▶ **Problem requirements**
Among the entries below, extract exactly the lines that run from the one with "Every instance of the dry" through the one with "Every instance of the scrub", both ends included.

----- Given data -----

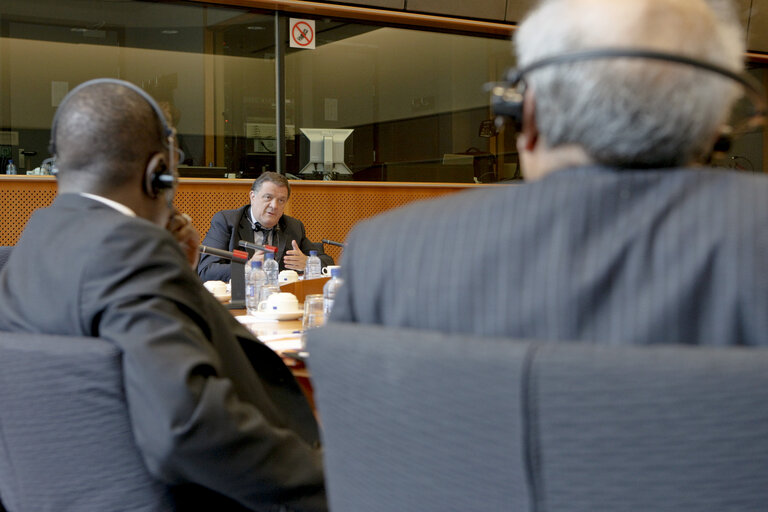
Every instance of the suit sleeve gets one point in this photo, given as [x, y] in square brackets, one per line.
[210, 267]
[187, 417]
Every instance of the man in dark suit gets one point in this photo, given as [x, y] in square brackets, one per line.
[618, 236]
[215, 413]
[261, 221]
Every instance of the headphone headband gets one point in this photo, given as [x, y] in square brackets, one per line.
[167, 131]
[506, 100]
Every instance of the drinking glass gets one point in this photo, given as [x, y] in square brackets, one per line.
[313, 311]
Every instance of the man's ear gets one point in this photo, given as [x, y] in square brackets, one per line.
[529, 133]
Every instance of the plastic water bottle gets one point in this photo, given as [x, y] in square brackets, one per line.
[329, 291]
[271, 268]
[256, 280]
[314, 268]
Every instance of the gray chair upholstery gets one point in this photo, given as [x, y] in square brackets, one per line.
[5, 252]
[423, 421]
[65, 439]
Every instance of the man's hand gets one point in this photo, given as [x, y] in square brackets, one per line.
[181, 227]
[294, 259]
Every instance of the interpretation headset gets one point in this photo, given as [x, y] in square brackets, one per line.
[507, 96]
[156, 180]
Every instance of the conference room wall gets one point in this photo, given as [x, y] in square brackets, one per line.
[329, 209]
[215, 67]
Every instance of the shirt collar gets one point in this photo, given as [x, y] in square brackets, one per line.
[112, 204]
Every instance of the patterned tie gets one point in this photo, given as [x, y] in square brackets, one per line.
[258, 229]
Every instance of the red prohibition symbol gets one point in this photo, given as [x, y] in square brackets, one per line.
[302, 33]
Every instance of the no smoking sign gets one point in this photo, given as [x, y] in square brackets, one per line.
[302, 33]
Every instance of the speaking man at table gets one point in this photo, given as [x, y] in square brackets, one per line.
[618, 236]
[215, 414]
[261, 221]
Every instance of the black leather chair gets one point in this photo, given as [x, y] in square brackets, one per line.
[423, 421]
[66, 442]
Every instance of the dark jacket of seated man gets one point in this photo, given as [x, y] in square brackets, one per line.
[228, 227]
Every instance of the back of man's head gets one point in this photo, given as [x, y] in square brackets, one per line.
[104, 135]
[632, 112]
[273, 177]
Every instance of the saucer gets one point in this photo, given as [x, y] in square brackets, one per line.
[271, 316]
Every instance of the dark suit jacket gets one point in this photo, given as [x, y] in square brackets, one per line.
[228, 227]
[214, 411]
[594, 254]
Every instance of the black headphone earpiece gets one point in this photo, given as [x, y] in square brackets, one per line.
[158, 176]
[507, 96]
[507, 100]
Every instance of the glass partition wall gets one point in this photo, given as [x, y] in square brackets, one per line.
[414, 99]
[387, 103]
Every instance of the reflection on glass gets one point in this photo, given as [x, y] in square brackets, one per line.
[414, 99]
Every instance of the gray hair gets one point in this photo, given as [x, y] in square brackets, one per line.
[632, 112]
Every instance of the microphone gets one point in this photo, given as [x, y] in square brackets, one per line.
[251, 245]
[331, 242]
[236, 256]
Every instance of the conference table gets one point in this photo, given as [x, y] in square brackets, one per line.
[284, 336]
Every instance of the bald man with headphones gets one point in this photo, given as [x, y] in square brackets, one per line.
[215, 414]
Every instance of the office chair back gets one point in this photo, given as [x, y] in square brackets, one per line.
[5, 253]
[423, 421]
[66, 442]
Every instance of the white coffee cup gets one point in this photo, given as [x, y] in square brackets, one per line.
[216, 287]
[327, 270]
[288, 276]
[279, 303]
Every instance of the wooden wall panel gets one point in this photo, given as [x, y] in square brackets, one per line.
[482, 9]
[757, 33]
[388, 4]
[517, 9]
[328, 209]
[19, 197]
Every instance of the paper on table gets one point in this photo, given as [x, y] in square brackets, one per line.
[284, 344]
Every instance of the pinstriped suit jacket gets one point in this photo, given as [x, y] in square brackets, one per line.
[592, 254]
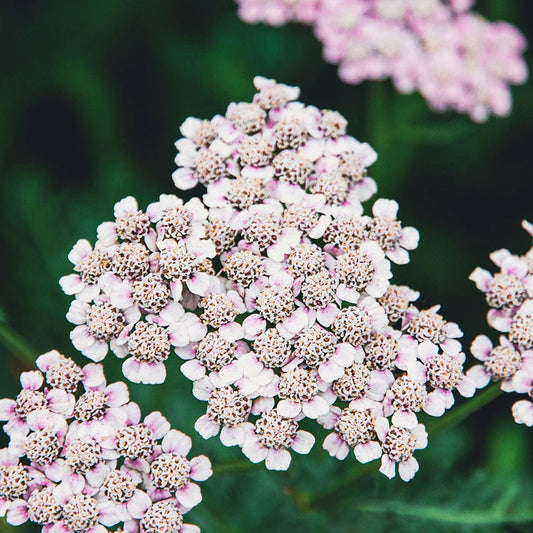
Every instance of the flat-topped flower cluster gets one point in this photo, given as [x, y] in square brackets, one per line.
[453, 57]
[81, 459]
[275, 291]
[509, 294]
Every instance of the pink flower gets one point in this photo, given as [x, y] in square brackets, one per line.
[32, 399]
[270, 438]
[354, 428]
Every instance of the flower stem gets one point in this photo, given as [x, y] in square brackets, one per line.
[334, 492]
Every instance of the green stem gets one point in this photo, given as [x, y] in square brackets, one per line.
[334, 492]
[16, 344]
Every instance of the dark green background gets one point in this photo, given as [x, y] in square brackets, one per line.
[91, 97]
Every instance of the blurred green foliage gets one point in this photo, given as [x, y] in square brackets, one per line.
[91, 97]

-----
----- Given data -----

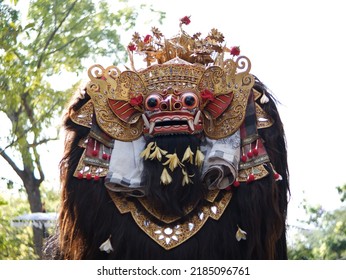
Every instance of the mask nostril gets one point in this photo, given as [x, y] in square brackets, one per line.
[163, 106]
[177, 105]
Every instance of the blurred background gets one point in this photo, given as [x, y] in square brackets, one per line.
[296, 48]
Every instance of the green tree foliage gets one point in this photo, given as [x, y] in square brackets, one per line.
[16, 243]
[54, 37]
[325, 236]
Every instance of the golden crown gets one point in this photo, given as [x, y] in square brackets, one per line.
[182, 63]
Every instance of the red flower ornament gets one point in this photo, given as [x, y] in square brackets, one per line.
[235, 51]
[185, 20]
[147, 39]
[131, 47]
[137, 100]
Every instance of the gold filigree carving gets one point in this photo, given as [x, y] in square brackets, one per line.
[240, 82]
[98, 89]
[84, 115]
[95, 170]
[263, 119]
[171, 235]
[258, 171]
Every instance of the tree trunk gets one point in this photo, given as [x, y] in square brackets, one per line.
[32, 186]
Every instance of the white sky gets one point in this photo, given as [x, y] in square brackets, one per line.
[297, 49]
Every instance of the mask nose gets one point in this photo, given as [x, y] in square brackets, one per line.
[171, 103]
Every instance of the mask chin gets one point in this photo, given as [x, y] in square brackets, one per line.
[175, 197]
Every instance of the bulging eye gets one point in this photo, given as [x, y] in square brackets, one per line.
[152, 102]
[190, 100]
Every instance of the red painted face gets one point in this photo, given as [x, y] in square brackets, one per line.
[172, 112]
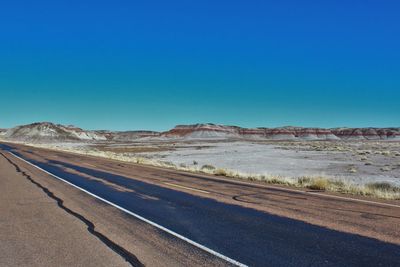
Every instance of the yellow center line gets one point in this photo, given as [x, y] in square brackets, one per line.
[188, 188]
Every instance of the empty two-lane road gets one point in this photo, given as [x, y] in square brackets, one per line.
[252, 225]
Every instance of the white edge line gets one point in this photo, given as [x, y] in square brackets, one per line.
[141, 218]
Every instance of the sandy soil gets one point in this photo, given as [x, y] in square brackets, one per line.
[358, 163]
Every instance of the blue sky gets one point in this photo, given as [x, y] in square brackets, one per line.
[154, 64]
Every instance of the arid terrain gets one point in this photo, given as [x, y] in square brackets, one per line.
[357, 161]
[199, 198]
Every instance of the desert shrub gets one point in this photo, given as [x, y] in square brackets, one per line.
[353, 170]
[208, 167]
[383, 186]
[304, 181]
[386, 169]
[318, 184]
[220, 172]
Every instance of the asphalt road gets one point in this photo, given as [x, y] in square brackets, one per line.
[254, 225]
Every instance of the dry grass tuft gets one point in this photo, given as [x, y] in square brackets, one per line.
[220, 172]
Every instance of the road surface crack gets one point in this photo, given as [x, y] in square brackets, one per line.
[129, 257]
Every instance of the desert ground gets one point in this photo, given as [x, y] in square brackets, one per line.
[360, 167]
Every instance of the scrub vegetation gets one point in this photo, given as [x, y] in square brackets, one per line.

-----

▶ **Output**
Every instance of the dry grass tuft gets one point in this photo, given as [x, y] in square brackets, one per line.
[220, 172]
Every instance of the road surface crack gets one point in this photo, given as [x, y] in square brackets, one per line.
[129, 257]
Every instance of the desert ground gets one point in this photo, given as [x, y] in square brackets, one per line.
[360, 167]
Every instance of the scrub vegetation gets one point in this photo, given as [x, y] in square brackets, one per line.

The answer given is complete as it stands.